# [WORK REQUIRED]
Can you copy the lines below word for word, with the pictures left out?

# [TASK DATA]
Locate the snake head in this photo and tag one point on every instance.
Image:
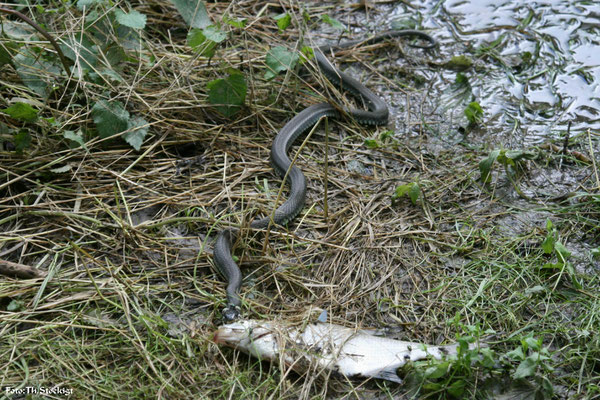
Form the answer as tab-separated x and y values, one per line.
230	314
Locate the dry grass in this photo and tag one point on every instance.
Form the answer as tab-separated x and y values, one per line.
129	304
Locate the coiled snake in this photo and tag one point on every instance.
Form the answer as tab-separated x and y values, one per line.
377	114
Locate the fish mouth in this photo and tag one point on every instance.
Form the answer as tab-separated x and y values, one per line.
223	336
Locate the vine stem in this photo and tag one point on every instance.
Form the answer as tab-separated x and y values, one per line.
44	33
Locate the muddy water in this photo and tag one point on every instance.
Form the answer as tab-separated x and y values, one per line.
536	63
542	61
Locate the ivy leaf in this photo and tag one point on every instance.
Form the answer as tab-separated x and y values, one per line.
283	21
457	389
133	19
193	12
200	43
137	131
22	112
548	243
333	22
280	59
236	23
562	251
485	166
22	141
516	354
110	118
474	113
228	95
525	369
414	192
371	143
214	33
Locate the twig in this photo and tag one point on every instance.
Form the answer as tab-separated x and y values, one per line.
44	33
9	268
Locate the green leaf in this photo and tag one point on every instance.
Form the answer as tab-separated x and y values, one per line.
6	52
548	243
414	192
386	135
562	251
437	371
474	113
283	21
526	368
516	354
228	95
137	131
110	118
22	112
200	43
87	3
333	22
280	59
533	343
485	166
371	143
76	137
193	12
22	141
558	265
133	19
214	33
487	357
457	389
236	23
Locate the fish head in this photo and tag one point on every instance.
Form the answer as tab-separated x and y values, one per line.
250	336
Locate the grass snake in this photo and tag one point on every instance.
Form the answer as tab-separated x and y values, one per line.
376	114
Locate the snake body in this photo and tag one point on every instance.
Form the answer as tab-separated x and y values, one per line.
377	114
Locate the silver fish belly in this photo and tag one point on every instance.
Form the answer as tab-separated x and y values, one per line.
329	347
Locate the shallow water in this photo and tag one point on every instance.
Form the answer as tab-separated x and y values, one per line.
527	101
537	63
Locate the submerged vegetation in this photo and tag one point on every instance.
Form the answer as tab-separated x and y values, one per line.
132	132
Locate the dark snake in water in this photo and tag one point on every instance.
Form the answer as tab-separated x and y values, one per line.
377	114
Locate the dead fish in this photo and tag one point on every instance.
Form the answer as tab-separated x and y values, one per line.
354	354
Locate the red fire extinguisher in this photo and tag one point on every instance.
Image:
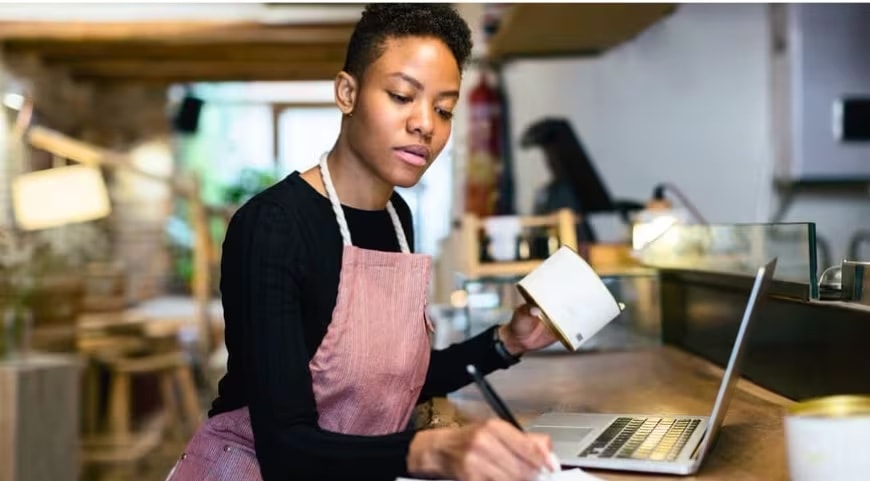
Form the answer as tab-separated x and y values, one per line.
484	149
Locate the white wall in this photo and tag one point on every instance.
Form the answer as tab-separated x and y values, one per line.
684	102
688	101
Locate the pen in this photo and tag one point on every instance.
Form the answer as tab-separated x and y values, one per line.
501	408
491	397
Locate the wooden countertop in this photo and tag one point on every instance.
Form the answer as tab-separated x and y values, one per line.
660	379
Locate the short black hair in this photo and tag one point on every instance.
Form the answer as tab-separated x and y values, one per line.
382	21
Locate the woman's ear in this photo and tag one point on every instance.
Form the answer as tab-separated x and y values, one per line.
345	92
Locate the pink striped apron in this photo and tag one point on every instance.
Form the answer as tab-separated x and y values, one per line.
368	371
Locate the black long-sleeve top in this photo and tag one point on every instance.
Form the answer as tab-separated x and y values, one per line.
279	284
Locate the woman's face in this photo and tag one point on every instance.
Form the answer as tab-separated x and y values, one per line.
403	109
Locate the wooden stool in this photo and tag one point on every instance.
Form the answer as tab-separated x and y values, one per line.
180	406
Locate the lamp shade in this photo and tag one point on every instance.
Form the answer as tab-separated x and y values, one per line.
59	196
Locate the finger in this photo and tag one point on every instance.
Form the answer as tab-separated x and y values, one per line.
521	445
490	458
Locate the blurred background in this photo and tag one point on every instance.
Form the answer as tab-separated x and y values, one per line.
132	131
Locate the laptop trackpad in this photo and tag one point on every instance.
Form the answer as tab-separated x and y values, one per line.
563	435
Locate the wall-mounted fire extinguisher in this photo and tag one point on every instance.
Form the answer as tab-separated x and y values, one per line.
485	165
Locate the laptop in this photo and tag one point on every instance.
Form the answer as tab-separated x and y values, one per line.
651	443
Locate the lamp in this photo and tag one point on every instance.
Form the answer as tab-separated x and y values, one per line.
59	196
659	215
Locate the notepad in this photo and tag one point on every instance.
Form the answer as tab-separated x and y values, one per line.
574	474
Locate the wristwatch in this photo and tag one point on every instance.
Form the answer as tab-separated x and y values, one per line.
501	349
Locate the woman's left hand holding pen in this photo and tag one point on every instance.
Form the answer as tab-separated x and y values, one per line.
492	450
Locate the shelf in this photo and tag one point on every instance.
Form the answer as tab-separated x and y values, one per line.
540	29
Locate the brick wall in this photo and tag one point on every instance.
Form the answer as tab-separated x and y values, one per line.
119	117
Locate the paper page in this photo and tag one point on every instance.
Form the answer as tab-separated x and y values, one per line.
573	474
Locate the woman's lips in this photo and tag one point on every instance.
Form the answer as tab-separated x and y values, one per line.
411	158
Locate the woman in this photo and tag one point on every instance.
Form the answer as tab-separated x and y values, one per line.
325	304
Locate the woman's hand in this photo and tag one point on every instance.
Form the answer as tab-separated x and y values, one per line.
526	331
489	451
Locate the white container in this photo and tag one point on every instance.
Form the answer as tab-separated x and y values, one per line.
573	299
827	439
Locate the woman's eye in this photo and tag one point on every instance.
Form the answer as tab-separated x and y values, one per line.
444	114
399	98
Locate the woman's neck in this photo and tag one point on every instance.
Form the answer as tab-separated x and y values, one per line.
357	186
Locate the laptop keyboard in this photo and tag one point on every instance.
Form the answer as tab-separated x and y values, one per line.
655	439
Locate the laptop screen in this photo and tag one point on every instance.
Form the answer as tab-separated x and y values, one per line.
732	372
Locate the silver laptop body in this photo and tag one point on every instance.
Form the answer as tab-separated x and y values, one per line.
651	443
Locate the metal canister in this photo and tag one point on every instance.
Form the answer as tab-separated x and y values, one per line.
827	439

# [FINISHED TASK]
Locate the snake head in this photo and tag one point on every instance.
Image:
Form the answer as tab-separated x and y values, one per line.
230	314
Locate the dry grass in this photo and tag one point on every instance.
Form the answer as tab-separated x and y values, one per line.
129	304
Locate the coiled snake in this photo and tag one point on every instance.
Form the answer as tab-separated x and y values, one per line.
377	114
Locate the fish mouth in this photo and tag one point on every instance.
Form the answer as tab-separated x and y values, one per line.
223	336
Locate the vine stem in this photo and tag one point on every instance.
Form the answer as tab-separated x and y values, one per line.
44	33
Locate the muddy water in this photo and tag one point on every instance.
Form the answer as tab-separated x and y values, one per line.
536	63
542	61
Locate the ivy leaf in this photo and tag one point on every instance.
Form the answer as tab-separated x and y values, one per line.
283	21
457	389
133	19
193	12
200	43
137	131
22	112
548	243
333	22
280	59
236	23
562	251
485	166
22	141
516	354
110	118
474	113
228	95
525	369
414	192
371	143
214	33
Locate the twig in this photo and tag one point on every instance.
Form the answer as tab-separated x and y values, one per line.
44	33
9	268
Locate the green leaf in this photo and tag one point on every instance.
Form the answer as tab-separated x and y values, one per line.
6	52
548	243
414	192
386	135
562	251
437	371
474	113
283	21
526	368
516	354
228	95
137	131
110	118
22	112
200	43
87	3
333	22
280	59
533	343
485	166
371	143
76	137
193	12
22	141
558	265
133	19
214	33
487	357
457	389
236	23
Locate the fish head in this photo and tag one point on every instance.
Form the answer as tab-separated x and y values, one per line.
250	336
Locate the grass snake in this photo and tag one point on every instance.
Form the answer as tab-separated x and y values, one per line.
376	114
Locate the snake body in this photo and tag one point on every instance.
Form the answer as tab-separated x and y values, one per line.
377	114
Locate the silver fish belly in this photo and tag one point on every instance.
Form the answer as tab-separated x and y values, one per line.
329	347
Locate the shallow water in this photo and tag one point on every instance.
Form the answer as tab-separated x and y values, one per line.
527	101
537	63
Locate the submerged vegetation in this photo and tag one point on every instance.
Form the answer as tab-separated x and y values, one per line.
132	132
Locate the dark snake in water in this photo and tag one point on every instance.
Form the answer as tab-separated x and y values, one per line.
377	114
Locate the dead fish in this photo and tag one point on every instance.
Form the answer as tab-separated x and y values, one per line.
354	354
Locate the red fire extinguisher in this photo and tag one point on every instance.
Image:
Form the answer as tab-separated x and y values, one per line.
484	149
Locate the white wall in this photo and tag one point on every instance.
Form the answer as tab-separated x and y values, one per line.
684	102
688	101
Locate the pen in this photo and tag one point on every instance.
Form the answer as tab-separated x and y values, one per line.
501	408
491	397
Locate the wooden countertop in this photo and tag one point on every instance.
Form the answer as tab-separated x and y values, one per line.
660	379
Locate the short black hair in this photo and tag one point on every instance.
Form the answer as tab-separated x and y values, one per line.
382	21
Locate the woman's ear in this photo and tag one point on every instance.
Form the answer as tab-separated x and y values, one per line.
345	92
Locate the pink striped apron in this photo and tag one point on every instance.
Form the answer as tab-separated x and y values, one per line.
368	371
Locate the black long-sleeve top in this photo and tag one point on every instance.
Form the answer as tab-separated x and y values, one per line.
279	284
Locate the woman's face in this photo and tag one point on every instance.
Form the answer as tab-separated x and y values, one per line.
403	109
Locate the wooden stool in this photo and tag one point on every instance.
Form the answer as tab-separated x and y values, one per line.
180	406
Locate the lamp shade in this photo and tag one point on every instance.
Form the answer as tab-separated x and y values, one per line.
59	196
Locate the finger in this photo and tag one point on every instance.
Form the answer as tab-separated x and y values, one per line.
521	445
490	458
Locate the blurred background in this photo and tag one point on every instance.
Form the answer as tab-separated x and y values, one per line.
132	131
Locate the laptop trackpad in this photo and tag one point on every instance.
Form the answer as tab-separated x and y values, one per line.
563	435
Locate the wall-mounted fire extinguisher in this photo and tag one point on every instance.
Form the answer as tab-separated x and y values, one per line.
485	165
Locate the laptop in this photo and tag one point on every instance.
Form the answer as tab-separated x and y values, one per line.
651	443
Locate the lamp in this photo and tag one point on every instance.
Form the answer as tab-separated x and y values, one per line.
59	196
659	215
Locate the notepad in this photo and tag one point on every instance.
Form the answer as tab-separated x and y values, one per line.
574	474
Locate the wristwatch in this photo and tag one point on every instance.
Form the answer as tab-separated x and y values, one per line.
501	349
Locate the woman's left hand holding pen in this photo and tag one point on every instance.
Form the answer as tab-separated x and y values, one per line.
492	450
Locate the shelf in this photo and tag one point on every instance.
Form the answer as tab-separated x and y values, one per line.
540	29
Locate the brick wall in this photo and tag one point on every instance.
Form the answer as tab-separated x and y values, one per line.
119	117
Locate the paper page in this photo and tag one point on every instance.
Form the answer as tab-separated x and y values, one per line.
573	474
Locate the woman's lips in this photo and tag one point on every instance.
Form the answer as tab-separated x and y values, one per line.
411	158
Locate the woman in this photo and tag one point on every instance.
Form the answer as tab-separated x and y values, one per line.
325	304
Locate the woman's hand in this photo and tag one point on every instance.
Form the answer as tab-separated x and y values, one per line.
526	331
489	451
Locate the white container in this photo and tag one point on every instance.
Form the answer as tab-separated x and y values, one per line.
573	299
827	439
Locate the woman's eye in this photo and tag one point on every instance.
Form the answer as tab-separated x and y values, one per line.
444	114
399	98
Locate the woman's neck in this photo and tag one point on every instance.
Form the answer as tab-separated x and y values, one per line.
357	186
Locate the laptop keyboard in this photo and tag one point on every instance.
Form the answer as tab-separated x and y values, one per line.
655	439
Locate the laptop screen in this photo and tag one point on every instance.
Form the answer as tab-separated x and y values, one per line.
732	372
Locate the silver laptop body in this photo and tag one point on every instance.
Form the answer as tab-separated x and y values, one per line.
651	443
Locate the metal canister in this photo and tag one point on every instance.
Form the answer as tab-separated x and y values, one per line.
827	439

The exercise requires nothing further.